## SOURCE PASSAGE
——
On Thu, 01 May 2008 19:44:50 -0400, Douglas A. Tutty wrote:

> On Thu, May 01, 2008 at 03:50:09PM +0000, Hendrik Boom wrote:
>> I am the proud owner of several unloaded partitioned data sets, dating 
>> back to my days on OS/360 and OS/370.
>> 
>> Does anyone have any code I could use to decode these?  I don't mean the 
>> EBCDIC-to-ASCII (or to UTF-8) conversion -- I mean the weird file format.
>> 
>> Or documentation about this file format?
>> 
>> Or will I have to reverse-engineer it myself?  Not that that's likely to 
>> be an insurmountable task.  I just suspect that somewhere, someone has 
>> already done it.
> 
> I remember that there are some old-timers on here who have mentioned in
> passing their history with mainframes, so hopefully you get an answer.
> I didn't start __administrating__ computers until OS/2 then Linux,
> although I am sure I _used_ a mainframe (probably doing that by sending
> this mail...).
> 
> I must admit that until I read "days on OS/360...", I didn't know what
> you were talking about.  
> 
> On what medium are the data sets?  Do you have a box that can physically
> read them?  IIRC, there is a OS/360 emulator in the repository (I forget
> the name); I wonder if it can read it.

Ther were text files, source code, and object code.  Record formats are
FB. VB, and VBS.  Once I have liberated the text files and source code
from their ancient file format and EBCDIC I plan to mechanically translate
them into something that will run in the here and now.  I don't
think I'll have any use for the object code.
——
## DATASET EXTRACT
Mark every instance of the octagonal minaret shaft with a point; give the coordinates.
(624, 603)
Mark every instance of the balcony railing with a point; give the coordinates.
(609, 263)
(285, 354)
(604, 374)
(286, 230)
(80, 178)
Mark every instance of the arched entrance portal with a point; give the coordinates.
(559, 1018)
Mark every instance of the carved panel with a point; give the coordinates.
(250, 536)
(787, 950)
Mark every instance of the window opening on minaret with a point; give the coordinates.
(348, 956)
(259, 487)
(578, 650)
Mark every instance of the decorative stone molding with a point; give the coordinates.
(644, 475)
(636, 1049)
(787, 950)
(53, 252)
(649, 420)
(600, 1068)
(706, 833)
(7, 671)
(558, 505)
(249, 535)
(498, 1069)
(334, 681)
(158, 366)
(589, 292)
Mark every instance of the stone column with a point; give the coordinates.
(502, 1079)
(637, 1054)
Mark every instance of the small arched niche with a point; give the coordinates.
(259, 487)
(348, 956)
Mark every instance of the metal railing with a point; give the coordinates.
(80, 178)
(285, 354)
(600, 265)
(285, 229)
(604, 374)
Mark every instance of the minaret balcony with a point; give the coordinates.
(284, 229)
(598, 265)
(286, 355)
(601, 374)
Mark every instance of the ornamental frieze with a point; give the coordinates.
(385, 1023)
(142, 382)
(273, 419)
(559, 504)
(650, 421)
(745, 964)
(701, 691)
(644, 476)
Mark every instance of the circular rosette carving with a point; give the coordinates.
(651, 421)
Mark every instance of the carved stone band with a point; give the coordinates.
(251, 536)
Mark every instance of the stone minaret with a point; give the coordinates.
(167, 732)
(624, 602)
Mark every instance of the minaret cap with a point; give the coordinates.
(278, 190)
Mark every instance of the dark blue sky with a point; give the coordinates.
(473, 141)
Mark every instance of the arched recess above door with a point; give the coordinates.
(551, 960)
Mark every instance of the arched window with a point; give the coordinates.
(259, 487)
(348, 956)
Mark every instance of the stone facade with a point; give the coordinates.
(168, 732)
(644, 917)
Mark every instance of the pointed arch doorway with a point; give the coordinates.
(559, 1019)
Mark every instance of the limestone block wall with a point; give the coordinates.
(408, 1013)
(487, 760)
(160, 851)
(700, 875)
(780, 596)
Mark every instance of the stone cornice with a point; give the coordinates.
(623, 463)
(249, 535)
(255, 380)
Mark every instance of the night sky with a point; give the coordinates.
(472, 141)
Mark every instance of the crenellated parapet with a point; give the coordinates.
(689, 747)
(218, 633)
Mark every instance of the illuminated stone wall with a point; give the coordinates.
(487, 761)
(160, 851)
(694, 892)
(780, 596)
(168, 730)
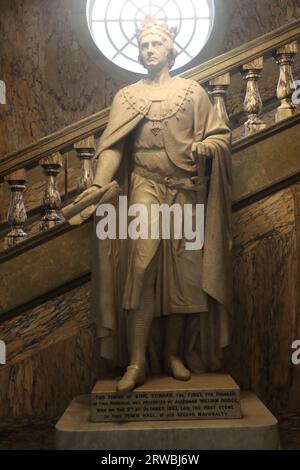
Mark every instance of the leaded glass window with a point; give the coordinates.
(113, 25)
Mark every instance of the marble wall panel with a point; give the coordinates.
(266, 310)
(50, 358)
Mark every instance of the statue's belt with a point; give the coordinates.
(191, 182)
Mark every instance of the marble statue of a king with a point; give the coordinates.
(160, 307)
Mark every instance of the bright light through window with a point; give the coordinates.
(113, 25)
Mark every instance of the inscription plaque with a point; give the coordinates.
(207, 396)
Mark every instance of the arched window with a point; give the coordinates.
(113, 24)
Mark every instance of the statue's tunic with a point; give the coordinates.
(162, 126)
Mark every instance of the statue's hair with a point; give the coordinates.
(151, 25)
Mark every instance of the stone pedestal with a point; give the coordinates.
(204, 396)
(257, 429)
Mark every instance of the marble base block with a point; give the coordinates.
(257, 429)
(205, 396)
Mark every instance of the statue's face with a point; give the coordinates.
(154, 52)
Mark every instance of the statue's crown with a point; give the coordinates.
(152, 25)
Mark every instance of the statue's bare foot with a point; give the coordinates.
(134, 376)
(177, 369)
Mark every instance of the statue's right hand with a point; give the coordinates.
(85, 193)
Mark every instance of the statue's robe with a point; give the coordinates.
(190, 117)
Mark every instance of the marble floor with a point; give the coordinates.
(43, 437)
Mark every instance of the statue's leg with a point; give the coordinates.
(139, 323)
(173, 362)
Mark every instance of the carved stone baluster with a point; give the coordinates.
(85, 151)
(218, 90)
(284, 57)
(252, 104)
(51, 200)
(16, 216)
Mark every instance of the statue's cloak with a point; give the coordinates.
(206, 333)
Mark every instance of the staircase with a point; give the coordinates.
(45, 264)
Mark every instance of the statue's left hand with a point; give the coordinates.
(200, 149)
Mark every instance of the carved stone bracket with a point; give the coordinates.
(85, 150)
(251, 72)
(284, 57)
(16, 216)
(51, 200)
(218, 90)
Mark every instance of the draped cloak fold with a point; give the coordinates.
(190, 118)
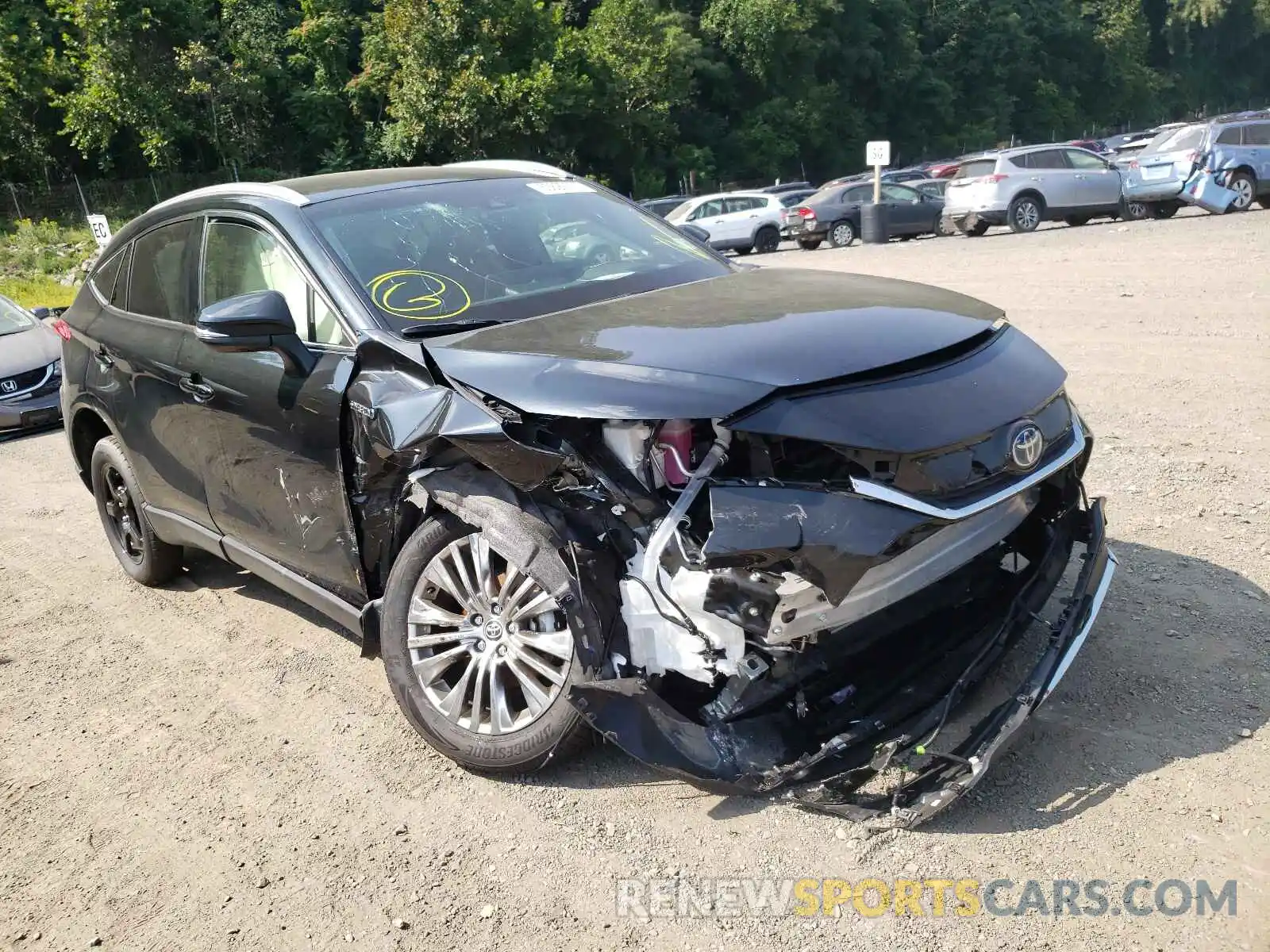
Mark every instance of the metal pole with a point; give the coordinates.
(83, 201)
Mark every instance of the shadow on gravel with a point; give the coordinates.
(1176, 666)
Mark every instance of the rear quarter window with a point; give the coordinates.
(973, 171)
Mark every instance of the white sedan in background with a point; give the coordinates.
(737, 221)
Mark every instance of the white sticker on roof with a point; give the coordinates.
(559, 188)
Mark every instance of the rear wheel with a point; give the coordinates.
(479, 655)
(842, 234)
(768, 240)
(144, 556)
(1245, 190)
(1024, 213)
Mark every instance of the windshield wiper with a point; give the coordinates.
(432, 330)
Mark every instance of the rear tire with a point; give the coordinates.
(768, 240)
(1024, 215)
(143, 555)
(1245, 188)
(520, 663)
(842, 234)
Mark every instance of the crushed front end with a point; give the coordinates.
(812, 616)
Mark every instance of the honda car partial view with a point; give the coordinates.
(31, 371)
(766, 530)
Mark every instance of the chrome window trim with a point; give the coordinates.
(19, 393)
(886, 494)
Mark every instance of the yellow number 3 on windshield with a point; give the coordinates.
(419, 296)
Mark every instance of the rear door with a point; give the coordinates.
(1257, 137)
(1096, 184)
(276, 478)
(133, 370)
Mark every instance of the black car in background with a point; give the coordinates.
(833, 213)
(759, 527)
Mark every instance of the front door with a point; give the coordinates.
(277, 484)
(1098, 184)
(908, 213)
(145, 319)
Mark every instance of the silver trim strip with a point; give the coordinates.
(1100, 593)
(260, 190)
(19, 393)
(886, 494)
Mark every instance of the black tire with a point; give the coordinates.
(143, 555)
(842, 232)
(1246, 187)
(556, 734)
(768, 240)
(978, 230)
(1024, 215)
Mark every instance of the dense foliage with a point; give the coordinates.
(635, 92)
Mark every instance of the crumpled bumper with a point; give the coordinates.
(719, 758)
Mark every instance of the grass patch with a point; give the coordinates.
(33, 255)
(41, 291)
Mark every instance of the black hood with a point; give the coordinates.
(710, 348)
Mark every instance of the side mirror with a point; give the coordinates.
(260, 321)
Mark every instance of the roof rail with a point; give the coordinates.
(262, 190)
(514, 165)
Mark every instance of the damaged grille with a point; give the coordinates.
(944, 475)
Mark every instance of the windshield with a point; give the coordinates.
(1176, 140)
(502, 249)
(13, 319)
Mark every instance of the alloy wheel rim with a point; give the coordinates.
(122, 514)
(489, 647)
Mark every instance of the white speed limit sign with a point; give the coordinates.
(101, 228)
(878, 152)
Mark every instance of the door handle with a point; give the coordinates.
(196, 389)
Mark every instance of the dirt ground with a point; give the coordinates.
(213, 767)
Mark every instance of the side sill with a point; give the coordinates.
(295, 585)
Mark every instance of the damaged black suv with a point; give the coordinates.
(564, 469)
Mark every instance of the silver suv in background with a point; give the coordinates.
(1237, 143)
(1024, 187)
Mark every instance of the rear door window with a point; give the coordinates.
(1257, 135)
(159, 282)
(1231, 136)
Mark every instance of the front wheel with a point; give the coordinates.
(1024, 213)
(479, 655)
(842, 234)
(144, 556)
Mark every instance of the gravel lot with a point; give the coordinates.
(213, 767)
——
## AIM 1
In the exchange about OS/360 data sets, why does Hendrik Boom ask for existing code or documentation even though he says reverse-engineering the format himself would not be insurmountable? Answer in one to three sentences.
## AIM 2
Carry on the exchange about OS/360 data sets from the point where it stops.

## ANSWER 1
He suspects that somewhere, someone has already done the work of decoding the format. Asking for their code or documentation would save him from repeating that effort.

## ANSWER 2
As to what medium they're in, well, that's a long story.  They were
copied onto a magnetic taps long long ago.  That's when they changed from
being partitioned data sets into unloaded partitioned data sets.I still
have that tape somewhere, and it might even be readable. However, when it
looked as if mag tapes might be going obsolete, I copied the tapes, block
by block into an ordinary Unix file, together with block lengths, error
indications, and redundant synchronizing marks in case something went
wrong. These files were then chopped into pieces and stored on Amiga
floppy disks.  Those were many years later, successfully transferred to
Linux (now that a reasonable OS is available to ordinary mortals, and the
Unix file that encodes the mag tape has been reconstructed.  I've thrown
together a hex & EBCDIC display program, and have had tantalizing glimpses
into what I had been doing over 30 years ago.

Ah!  Nostalgia!

>
> For documentation, have you tried either wikipedia or the IBM website?
> Its advanced search page is quite powerful.

There are too many new uses of the word "partitioned".  The pages that
are on topic describe the IBM mainframe utilities for handling them
(which I don't have available, nor the mainframs to run them), and I've
found nothing (yet) that described the file format.  Thanks for the
recommendation, though.  There ought to be information on the IBM site
somewhere, but I haven't been able to find it.

It brings me back though.  It's been a long time since I've seen some of
those acronyms.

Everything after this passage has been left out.